## Provided material
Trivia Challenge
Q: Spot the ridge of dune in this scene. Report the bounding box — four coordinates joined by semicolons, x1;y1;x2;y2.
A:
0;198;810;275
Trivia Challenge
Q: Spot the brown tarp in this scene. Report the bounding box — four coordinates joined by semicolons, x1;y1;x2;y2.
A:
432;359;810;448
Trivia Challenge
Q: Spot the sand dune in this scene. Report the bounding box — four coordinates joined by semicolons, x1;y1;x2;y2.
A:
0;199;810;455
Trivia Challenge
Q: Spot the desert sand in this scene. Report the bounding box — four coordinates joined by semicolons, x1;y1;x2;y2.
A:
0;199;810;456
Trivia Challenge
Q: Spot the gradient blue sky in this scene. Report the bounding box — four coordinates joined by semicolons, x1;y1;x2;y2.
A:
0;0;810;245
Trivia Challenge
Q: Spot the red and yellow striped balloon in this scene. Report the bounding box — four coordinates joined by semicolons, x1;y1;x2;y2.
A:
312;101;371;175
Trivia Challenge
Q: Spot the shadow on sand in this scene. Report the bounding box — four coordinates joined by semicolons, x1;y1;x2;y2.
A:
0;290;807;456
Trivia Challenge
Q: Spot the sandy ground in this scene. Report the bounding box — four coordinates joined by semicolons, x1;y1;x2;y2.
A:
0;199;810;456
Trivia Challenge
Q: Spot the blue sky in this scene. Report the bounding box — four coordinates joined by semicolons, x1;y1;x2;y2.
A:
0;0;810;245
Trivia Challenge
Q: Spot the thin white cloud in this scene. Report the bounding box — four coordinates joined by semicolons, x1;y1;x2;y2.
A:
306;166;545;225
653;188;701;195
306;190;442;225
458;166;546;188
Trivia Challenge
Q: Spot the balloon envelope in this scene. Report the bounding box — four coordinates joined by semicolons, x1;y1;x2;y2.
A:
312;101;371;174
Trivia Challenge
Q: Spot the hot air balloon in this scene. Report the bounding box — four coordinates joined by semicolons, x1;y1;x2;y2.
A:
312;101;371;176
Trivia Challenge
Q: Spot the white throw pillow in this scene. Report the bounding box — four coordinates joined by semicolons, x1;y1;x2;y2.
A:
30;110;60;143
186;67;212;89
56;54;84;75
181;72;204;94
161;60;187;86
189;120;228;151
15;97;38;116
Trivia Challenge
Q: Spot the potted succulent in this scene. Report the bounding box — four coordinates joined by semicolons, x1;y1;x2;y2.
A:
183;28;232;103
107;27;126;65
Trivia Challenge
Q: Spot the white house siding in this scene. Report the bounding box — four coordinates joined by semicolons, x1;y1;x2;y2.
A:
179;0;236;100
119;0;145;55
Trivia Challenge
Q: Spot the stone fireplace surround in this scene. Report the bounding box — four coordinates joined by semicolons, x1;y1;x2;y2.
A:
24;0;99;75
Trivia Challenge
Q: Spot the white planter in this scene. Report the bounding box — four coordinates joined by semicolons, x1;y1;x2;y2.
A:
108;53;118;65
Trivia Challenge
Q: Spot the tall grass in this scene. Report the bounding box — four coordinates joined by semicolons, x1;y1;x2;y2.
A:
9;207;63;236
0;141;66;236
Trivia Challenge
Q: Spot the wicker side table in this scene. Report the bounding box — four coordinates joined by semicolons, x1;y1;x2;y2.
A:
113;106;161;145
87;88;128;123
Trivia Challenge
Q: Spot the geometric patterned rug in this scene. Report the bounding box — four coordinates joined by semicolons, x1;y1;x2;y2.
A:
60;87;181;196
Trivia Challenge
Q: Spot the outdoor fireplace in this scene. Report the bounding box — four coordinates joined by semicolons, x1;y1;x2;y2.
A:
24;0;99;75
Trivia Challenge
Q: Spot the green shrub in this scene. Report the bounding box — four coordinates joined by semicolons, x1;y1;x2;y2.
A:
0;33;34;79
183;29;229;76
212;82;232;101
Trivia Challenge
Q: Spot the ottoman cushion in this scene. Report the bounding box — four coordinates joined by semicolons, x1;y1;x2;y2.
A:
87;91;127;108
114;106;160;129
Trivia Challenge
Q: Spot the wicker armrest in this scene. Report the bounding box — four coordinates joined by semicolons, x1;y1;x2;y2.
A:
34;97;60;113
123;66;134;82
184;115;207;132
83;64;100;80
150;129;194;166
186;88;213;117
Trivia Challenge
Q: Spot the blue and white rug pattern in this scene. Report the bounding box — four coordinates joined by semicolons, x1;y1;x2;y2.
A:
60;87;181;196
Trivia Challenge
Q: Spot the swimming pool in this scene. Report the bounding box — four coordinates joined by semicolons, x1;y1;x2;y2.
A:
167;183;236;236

## Problem
Swap "Spot" for "Locate" in the records, beginning at the start of the records and stopping after the line that contains "312;101;371;175". Give only those lines, leaving everything else in them unchanged.

## Final result
Trivia Challenge
Q: Locate the ridge of dune in this scene. Report the bounding box — four coordinates joined by semicolons, x1;y1;x2;y2.
A:
0;198;810;275
Trivia Challenge
Q: Locate the brown tarp in this scene. Report the bounding box — four coordinates joined by semicolons, x1;y1;x2;y2.
A:
432;359;810;448
Trivia Challenge
Q: Locate the sand dune in this scene. Report the bounding box — four coordinates joined by semicolons, x1;y1;x2;y2.
A:
0;199;810;455
Trivia Challenge
Q: Locate the desert sand in this scene. Report the bounding box — four coordinates joined by semicolons, x1;y1;x2;y2.
A:
0;199;810;456
Trivia Challenge
Q: Locate the gradient blue sky in this scene. Report the bounding box — four coordinates joined by semicolons, x1;y1;x2;y2.
A:
0;0;810;245
Trivia Challenge
Q: Locate the red and yellow striped balloon in this scene. Report the bounding box — four coordinates joined by semicolons, x1;y1;x2;y2.
A:
312;101;371;175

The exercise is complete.